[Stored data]
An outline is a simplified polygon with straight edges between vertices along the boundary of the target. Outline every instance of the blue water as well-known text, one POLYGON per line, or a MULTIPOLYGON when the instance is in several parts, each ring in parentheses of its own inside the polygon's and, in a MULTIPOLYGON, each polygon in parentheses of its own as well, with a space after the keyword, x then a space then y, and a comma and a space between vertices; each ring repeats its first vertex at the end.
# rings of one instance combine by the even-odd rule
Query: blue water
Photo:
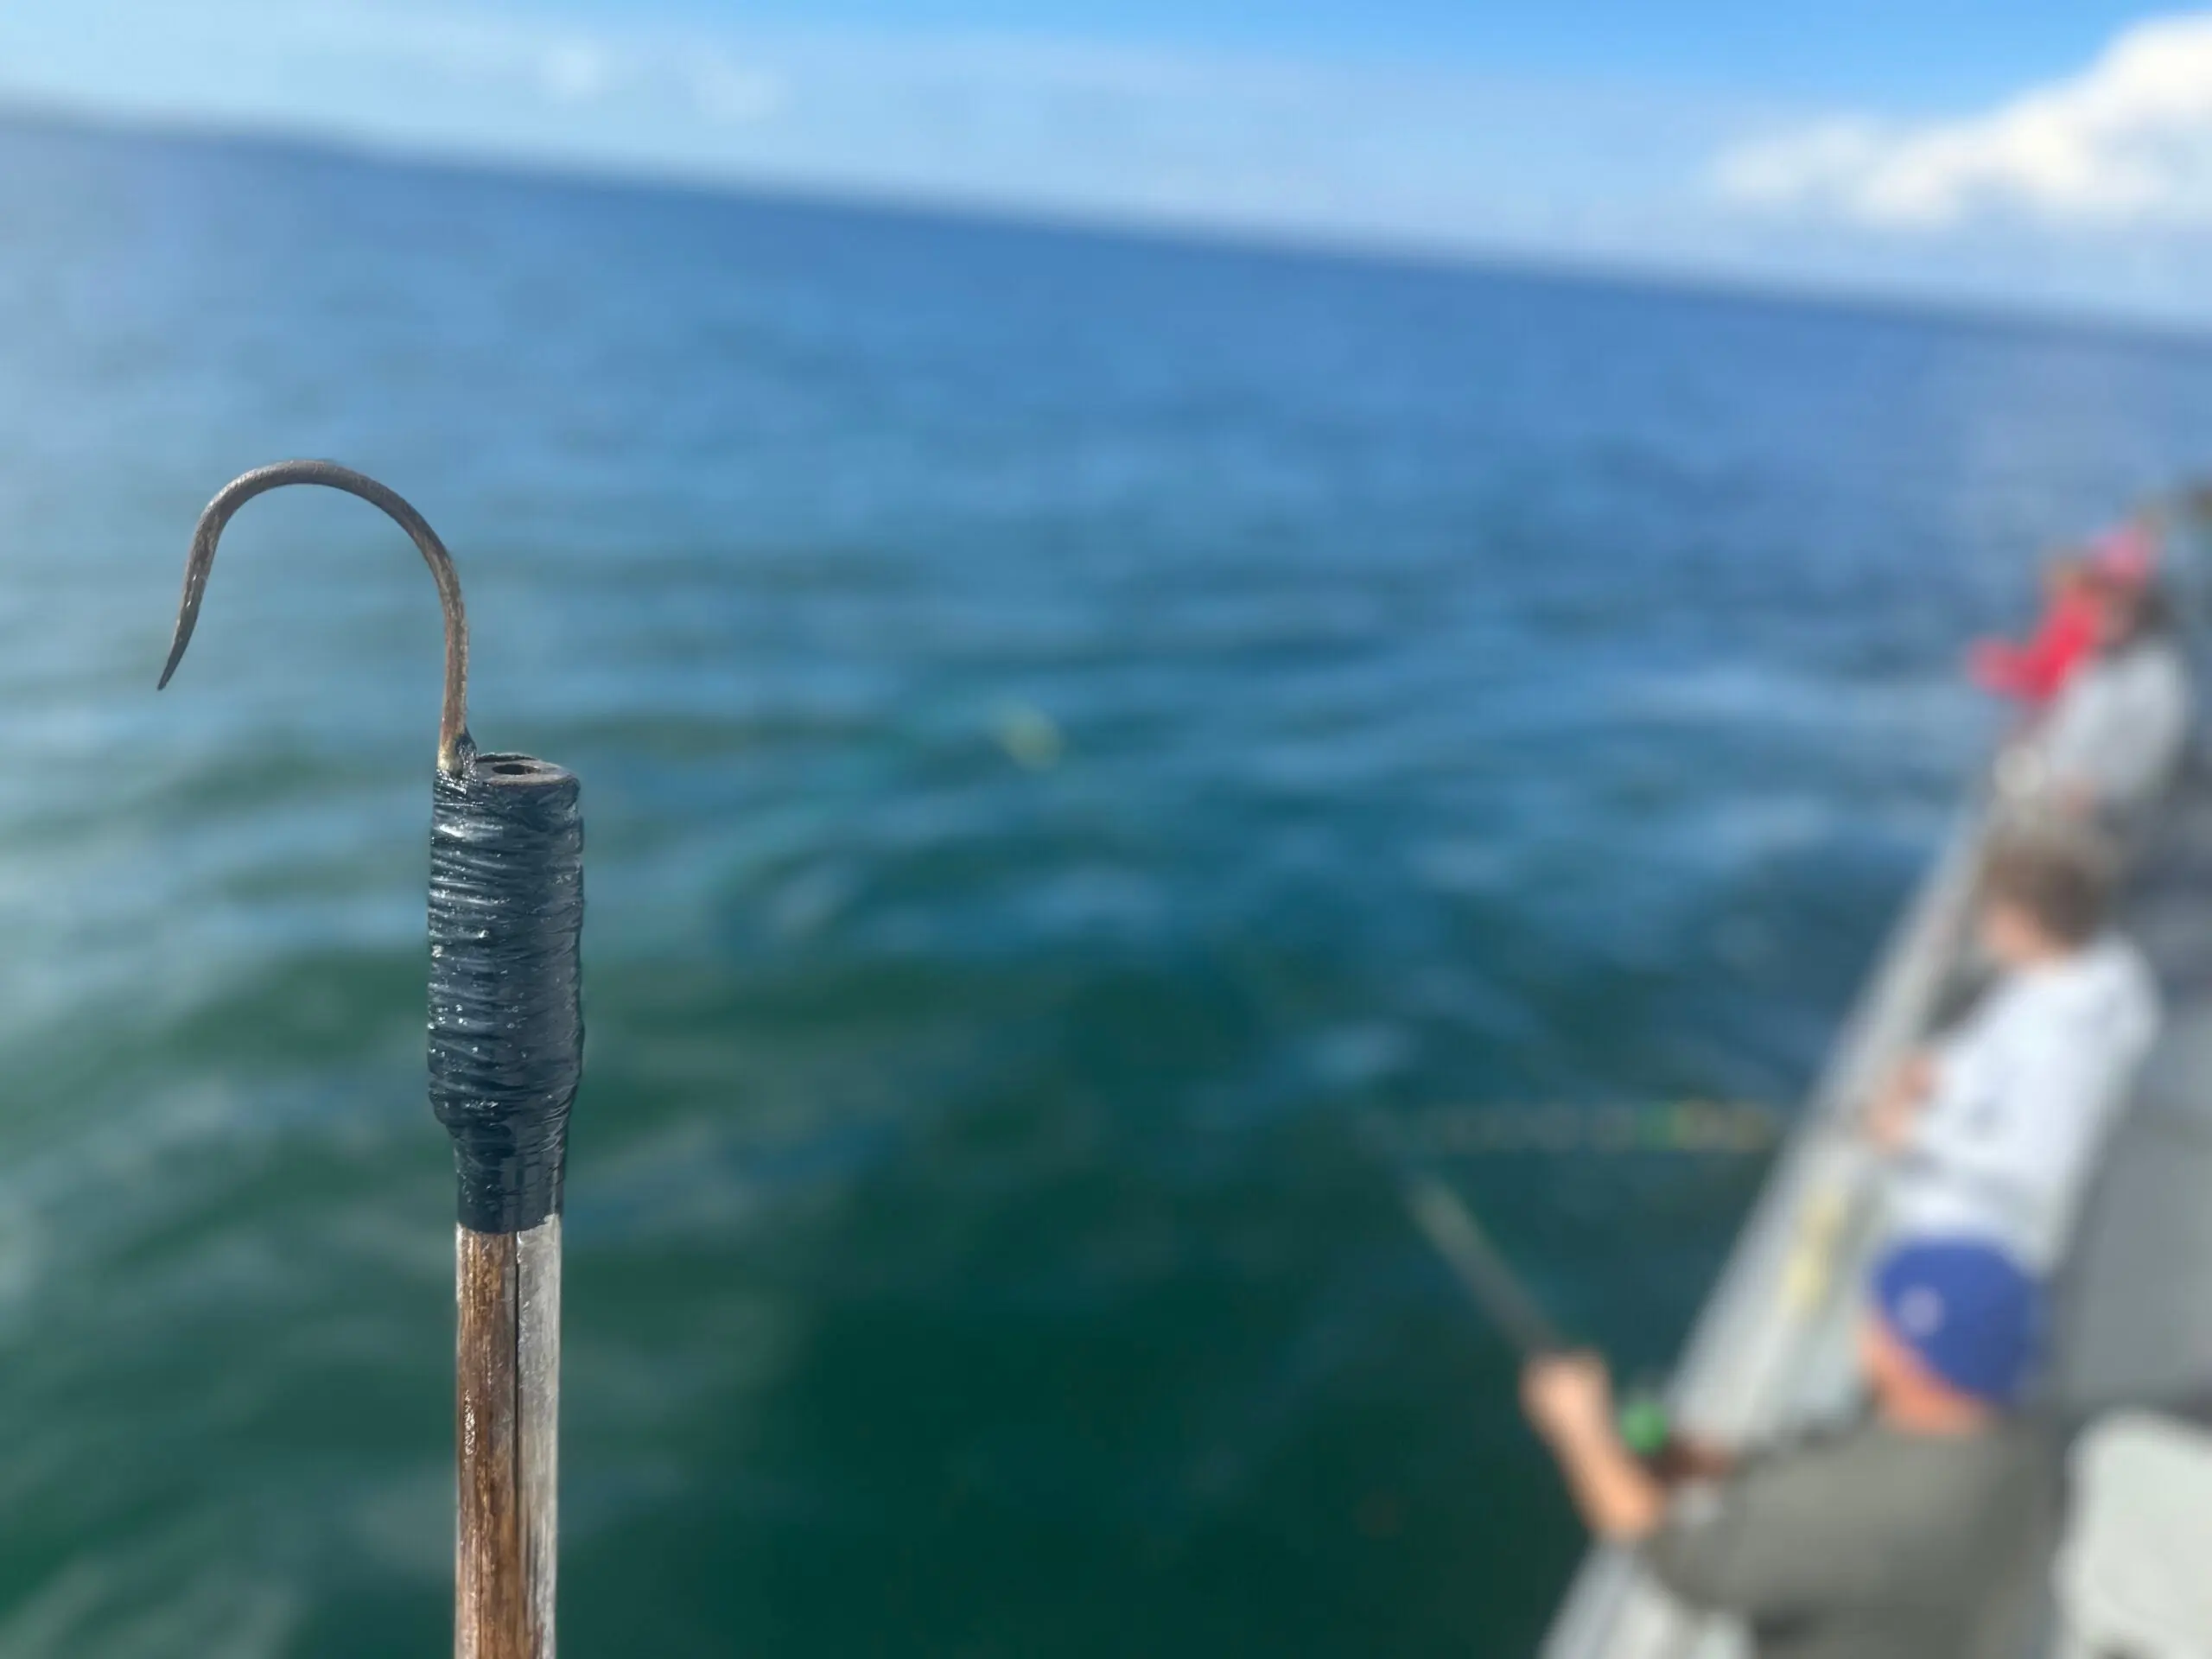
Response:
MULTIPOLYGON (((1529 1649, 1356 1120, 1786 1108, 2212 352, 0 127, 0 1653, 445 1641, 432 590, 584 779, 568 1651, 1529 1649)), ((1756 1155, 1459 1181, 1663 1367, 1756 1155)))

■ BRIEF ■
The answer must consist solely of the lines from the line containing "# rings of one" to the end of the data, reproduced exactly, with every picture left out.

■ EXPECTED ANSWER ■
# rings of one instance combine by the even-odd rule
Query: blue water
Photo:
Response:
MULTIPOLYGON (((1529 1649, 1356 1120, 1786 1108, 2212 352, 0 127, 0 1653, 445 1641, 432 590, 584 779, 568 1651, 1529 1649)), ((1756 1155, 1459 1181, 1663 1367, 1756 1155)))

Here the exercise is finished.